====== PROVIDED ENTRIES ======

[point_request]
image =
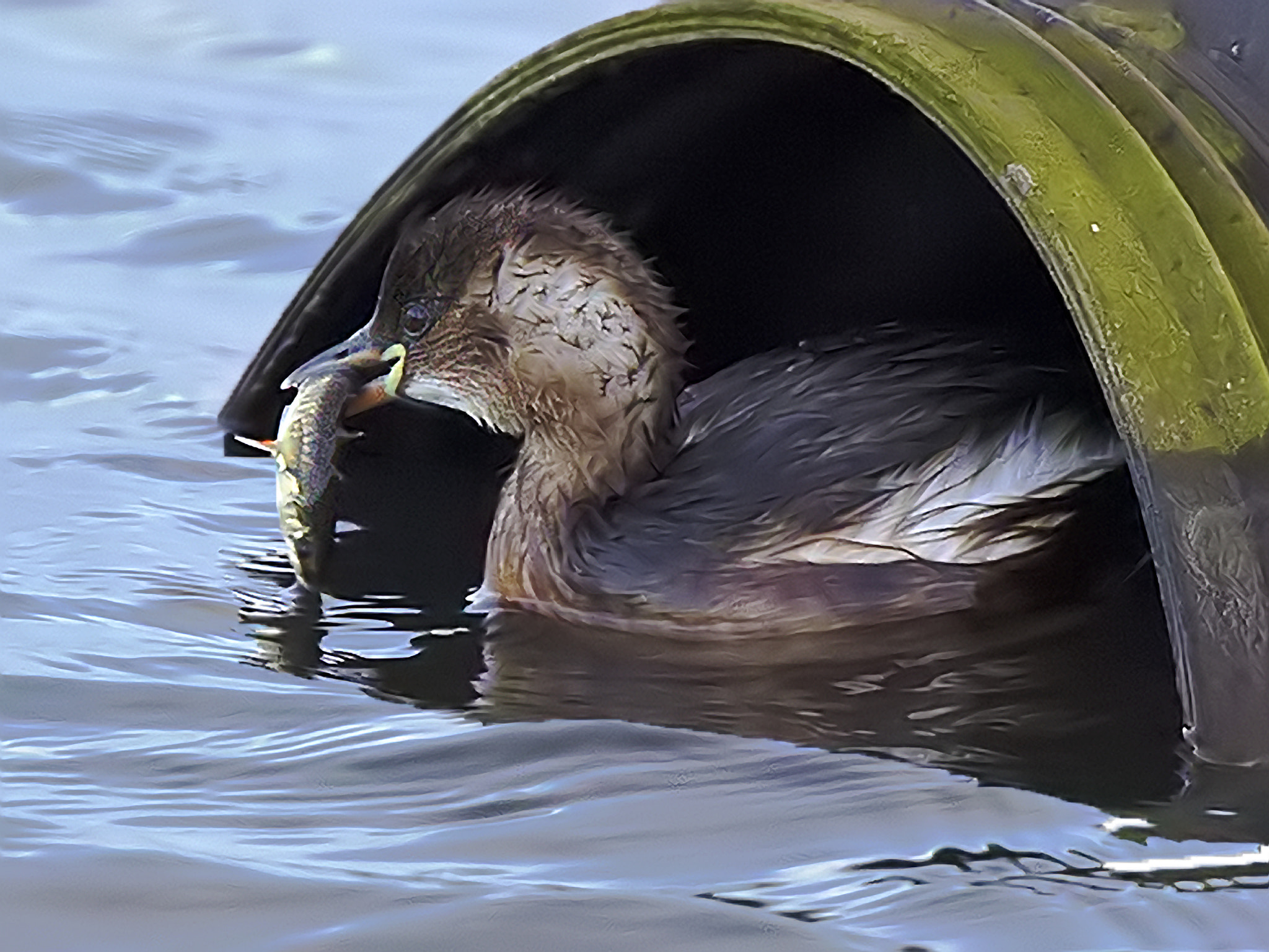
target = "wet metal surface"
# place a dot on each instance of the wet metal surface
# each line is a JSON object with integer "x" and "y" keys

======

Copy all records exactly, no images.

RESPONSE TO THE TASK:
[point_request]
image =
target = "wet metal surface"
# place a dot on each instance of the wet metal surface
# each line is a JSON object with integer "x" and "y" keys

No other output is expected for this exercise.